Задание |
Продолжите текст для чтения о пушкинском прозвище «безрукий», начав сразу после его последнего предложения.

Текст для чтения |
# # # # # # #

Но почему Пушкин называл Ипсиланти «безруким» не только в 1830-м году, но и в кишинёвском стихе «Бунтует наш безрукой князь» (6)? Да потому, что Ипсиланти действительно был безруким, т.к. ещё в 1813-м году в битве под Дрезденом потерял правую руку! А отсюда в пушкинских стихах соответственно и появилось слово «безрукий», а в «Сибирском казаке» - фамилия (или прозвище?) Безрукий. Ну, а в «Осенних вечерах» этот же Безрукий плавно трансформировался в казачьего полковника Безруковского. И причём же тогда деревня Безруковая? Ни причём! Хотя в виде блефа она и потребовалась Великому мистификатору для обмана простаков типа нынешних ершоведов. Ну, а тем только дай обмануться в полном соответствии с пушкинскими словами: «Ах, обмануть меня не трудно!...... Я сам обманываться рад!»

# # # # # # #

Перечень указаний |
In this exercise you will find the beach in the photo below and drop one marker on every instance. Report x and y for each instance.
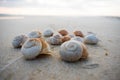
(103, 62)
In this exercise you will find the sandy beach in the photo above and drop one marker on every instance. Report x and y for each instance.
(103, 62)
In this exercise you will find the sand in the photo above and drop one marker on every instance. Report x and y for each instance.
(103, 62)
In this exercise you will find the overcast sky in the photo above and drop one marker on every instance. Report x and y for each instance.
(61, 7)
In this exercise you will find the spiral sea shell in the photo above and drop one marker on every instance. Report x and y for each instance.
(34, 34)
(91, 39)
(48, 33)
(78, 33)
(55, 39)
(18, 41)
(71, 50)
(63, 32)
(34, 47)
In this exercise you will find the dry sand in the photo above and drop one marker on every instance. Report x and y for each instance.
(103, 62)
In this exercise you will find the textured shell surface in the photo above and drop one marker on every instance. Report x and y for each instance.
(54, 40)
(80, 39)
(48, 33)
(18, 41)
(63, 32)
(78, 33)
(34, 34)
(66, 38)
(71, 50)
(91, 39)
(31, 48)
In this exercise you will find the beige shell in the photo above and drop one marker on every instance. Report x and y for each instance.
(78, 33)
(71, 50)
(48, 33)
(63, 32)
(55, 39)
(34, 47)
(35, 34)
(77, 38)
(18, 41)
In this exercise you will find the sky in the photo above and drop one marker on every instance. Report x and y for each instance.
(61, 7)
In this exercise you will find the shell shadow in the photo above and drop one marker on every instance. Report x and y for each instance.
(43, 56)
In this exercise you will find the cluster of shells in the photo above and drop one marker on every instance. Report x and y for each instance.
(72, 46)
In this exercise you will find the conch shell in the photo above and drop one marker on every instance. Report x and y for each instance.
(78, 33)
(73, 50)
(55, 39)
(91, 39)
(63, 32)
(34, 34)
(34, 47)
(48, 33)
(18, 41)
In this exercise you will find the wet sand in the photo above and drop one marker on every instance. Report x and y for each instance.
(103, 62)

# # # # # # #

Ответ на задание |
Ну, а когда в характеристике Безруковского говорится, что он кроме всего прочего ещё и «поэт в мечтах», то как же нам не заметить перекличку со всё тем же Ипсиланти, о ПОЭТИЧЕСКОМ переводе которого Пушкин в 1836-м году написал следующее: «Участь этого маленького стихотворения замечательна. …Александр Ипсиланти перевёл его на греческий язык; у нас его перевели Жуковский и Давыдов» (7). Но что же это за стихотворение, часть которого привёл Пушкин? А это «Листок» французского поэта Арно. Перевод же на русский язык того отрывка, который выделил Пушкин, звучит так:
Оторвавшийся от своего стебля,
Бедный засохший листок,
Куда ты? – Не знаю… (8).
Ну, а куда же нас могут привести эти стихи? А опять же к тому, кого можно назвать «безруким»! Правда, условно, поскольку так можно называть птиц без крыльев, которые для них своего рода руки. И такую птицу в виде раненого журавля как раз и показывает Пушкин в своих «Цыганах»:
Так иногда перед зимою,
Туманной, утренней порою,
Когда подъемлется с полей
Станица поздних журавлей
И с криком вдаль на юг несётся,
Пронзённый гибельным свинцом
Один печально остаётся,
Повиснув раненым крылом.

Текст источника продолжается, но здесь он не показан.